━━━━━ DATA SHOWN
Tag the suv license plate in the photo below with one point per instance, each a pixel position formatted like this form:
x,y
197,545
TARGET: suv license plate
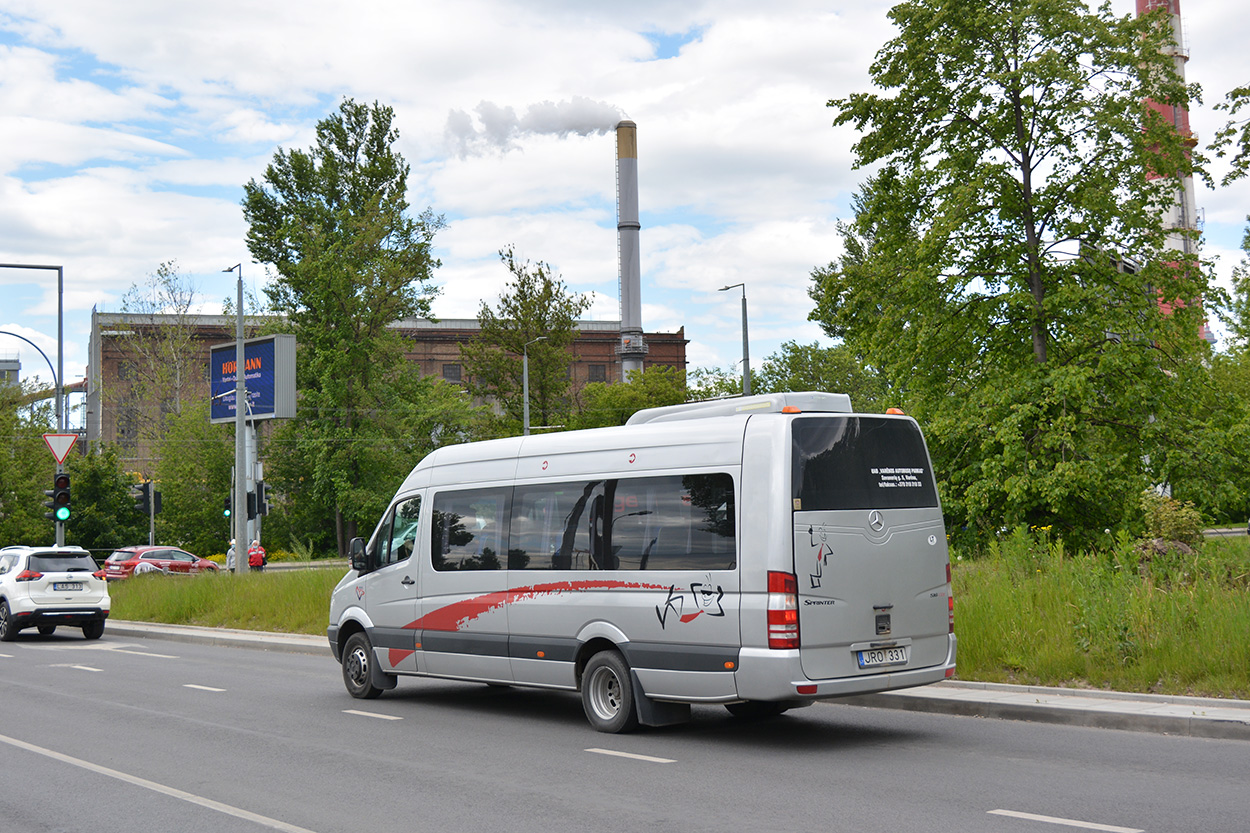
x,y
880,657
━━━━━━━━━━
**YOUR OBJECTIVE:**
Render the listing above as a Markdown table with the columns No. and Line, one numbered row per line and no rows for blank lines. Omit the pictures.

**SOLUTION TO THE PROBLEM:**
| No. | Line |
|---|---|
| 1 | Tag the suv license plate in the photo below with one point per instance, each a pixel position formatted like this form: |
| 2 | x,y |
| 3 | 197,545 |
| 4 | TARGET: suv license plate |
| 5 | x,y |
| 6 | 880,657 |